Directive: Your task is to extract every line from the material below exactly.

Records from a collection
□ □ □ □ □

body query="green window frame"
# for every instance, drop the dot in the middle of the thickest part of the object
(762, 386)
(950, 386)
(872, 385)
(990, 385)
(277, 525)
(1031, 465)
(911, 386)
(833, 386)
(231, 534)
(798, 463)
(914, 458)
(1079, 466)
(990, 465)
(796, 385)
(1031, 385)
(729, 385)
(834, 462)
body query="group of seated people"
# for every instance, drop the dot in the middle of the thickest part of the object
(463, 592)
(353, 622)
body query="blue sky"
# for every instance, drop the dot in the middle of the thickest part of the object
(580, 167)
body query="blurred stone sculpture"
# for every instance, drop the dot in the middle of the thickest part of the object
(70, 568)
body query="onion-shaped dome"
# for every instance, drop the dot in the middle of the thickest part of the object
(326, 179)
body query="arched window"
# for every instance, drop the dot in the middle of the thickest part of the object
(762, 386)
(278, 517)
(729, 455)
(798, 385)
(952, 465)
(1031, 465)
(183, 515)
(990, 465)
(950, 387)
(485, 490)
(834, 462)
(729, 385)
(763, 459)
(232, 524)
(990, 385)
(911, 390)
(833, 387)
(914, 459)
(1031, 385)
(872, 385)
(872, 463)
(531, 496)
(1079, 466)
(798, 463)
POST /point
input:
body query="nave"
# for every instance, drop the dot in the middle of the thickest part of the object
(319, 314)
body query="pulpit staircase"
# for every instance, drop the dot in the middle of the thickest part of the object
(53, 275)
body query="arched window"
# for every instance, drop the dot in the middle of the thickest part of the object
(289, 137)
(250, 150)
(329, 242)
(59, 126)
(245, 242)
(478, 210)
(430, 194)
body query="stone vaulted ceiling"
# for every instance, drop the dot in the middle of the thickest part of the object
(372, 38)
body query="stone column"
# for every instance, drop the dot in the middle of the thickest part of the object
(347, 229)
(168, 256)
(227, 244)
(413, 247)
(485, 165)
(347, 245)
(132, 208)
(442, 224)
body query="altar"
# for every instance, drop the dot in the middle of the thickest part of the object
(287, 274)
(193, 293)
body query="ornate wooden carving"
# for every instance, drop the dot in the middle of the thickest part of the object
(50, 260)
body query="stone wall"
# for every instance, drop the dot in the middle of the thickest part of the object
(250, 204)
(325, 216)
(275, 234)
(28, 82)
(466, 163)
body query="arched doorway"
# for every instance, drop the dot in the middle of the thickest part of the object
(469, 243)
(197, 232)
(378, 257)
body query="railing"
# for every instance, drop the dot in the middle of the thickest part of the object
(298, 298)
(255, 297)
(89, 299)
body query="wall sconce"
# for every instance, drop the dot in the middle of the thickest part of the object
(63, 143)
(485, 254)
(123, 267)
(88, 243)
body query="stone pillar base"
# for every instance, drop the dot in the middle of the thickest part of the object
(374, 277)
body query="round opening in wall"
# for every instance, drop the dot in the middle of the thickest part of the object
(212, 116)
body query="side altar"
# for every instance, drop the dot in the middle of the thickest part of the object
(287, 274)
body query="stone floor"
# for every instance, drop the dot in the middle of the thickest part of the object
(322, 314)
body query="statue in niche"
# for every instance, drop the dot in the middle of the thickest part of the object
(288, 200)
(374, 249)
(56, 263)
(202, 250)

□ □ □ □ □

Result of this exercise:
body query="green window frame"
# for every instance, drop the dot in the middle of the thickest part of the object
(762, 386)
(950, 386)
(872, 385)
(990, 385)
(277, 525)
(1031, 465)
(911, 386)
(833, 386)
(231, 534)
(798, 463)
(914, 458)
(1079, 466)
(990, 465)
(796, 385)
(1031, 385)
(729, 385)
(834, 462)
body query="group of seated people"
# for every instance, drop the dot in the middle of the thickest part of the object
(463, 592)
(353, 622)
body query="blue sky"
# for every instance, drop the dot in the middle of the thickest part of the object
(580, 167)
body query="blurred stone sculpture"
# for every instance, drop the dot in the middle of the thickest part of the object
(70, 568)
body query="onion-shaped dome"
# for every instance, drop the dot in the middle of the thickest part of the object
(326, 179)
body query="arched window"
# for every instance, drop the dot in the middle of the thickest part of the object
(762, 386)
(278, 517)
(729, 455)
(798, 385)
(952, 465)
(1031, 465)
(183, 515)
(990, 465)
(950, 387)
(485, 490)
(834, 462)
(729, 385)
(763, 459)
(232, 524)
(990, 385)
(911, 390)
(833, 387)
(914, 459)
(1031, 385)
(872, 385)
(872, 463)
(531, 496)
(1079, 466)
(798, 463)
POST /point
input:
body query="nave"
# for every instance, drop the dot in the middle of the thickest part of the object
(319, 314)
body query="pulpit staircase"
# for every instance, drop the dot in the middle of the thickest part of the object
(53, 275)
body query="arched window"
# for every instance, drop the dot in the middle of the thickest part of the object
(289, 137)
(250, 150)
(329, 242)
(59, 126)
(245, 242)
(478, 210)
(430, 194)
body query="stone vaulted ceiling"
# for every instance, drop the dot in the middle of the thickest part of the object
(372, 38)
body query="stone column"
# for every instance, drop the dot in the middle of the thickest part of the object
(347, 229)
(168, 256)
(227, 244)
(413, 247)
(485, 165)
(347, 245)
(132, 208)
(442, 224)
body query="altar"
# for every instance, drop the dot in the middle of the thickest part of the object
(287, 274)
(193, 293)
body query="ornate wooden carving"
# for every instance, drop the dot in the middle of the thickest part of the object
(50, 260)
body query="stone wall"
# for every instance, drop the dot in the middle of the thickest part of the object
(250, 204)
(325, 216)
(275, 234)
(28, 82)
(466, 163)
body query="arched doorway"
# for every instance, drop the dot in the middle of the thickest part of the object
(469, 243)
(197, 232)
(378, 257)
body query="railing"
# for every instance, drop the dot in the middle of the thickest part of the object
(298, 298)
(255, 297)
(89, 299)
body query="wall sconce"
# for every instance, drop the dot in the middle of the thickest part of the object
(63, 143)
(485, 254)
(123, 267)
(88, 243)
body query="stone pillar base"
# for every instance, drop the dot in the middle of the thickest part of the object
(374, 277)
body query="round opening in wall"
# for every instance, drop the dot in the middle of the thickest part of the object
(212, 116)
body query="side altar"
# for every instance, drop the dot in the middle of the thickest part of the object
(287, 274)
body query="stone floor"
# for every instance, drop the dot in the middle of the thickest part of the object
(322, 314)
body query="statue in niche"
# for every instance, drop the dot in the middle of the thickest part of the object
(288, 200)
(374, 249)
(56, 263)
(202, 250)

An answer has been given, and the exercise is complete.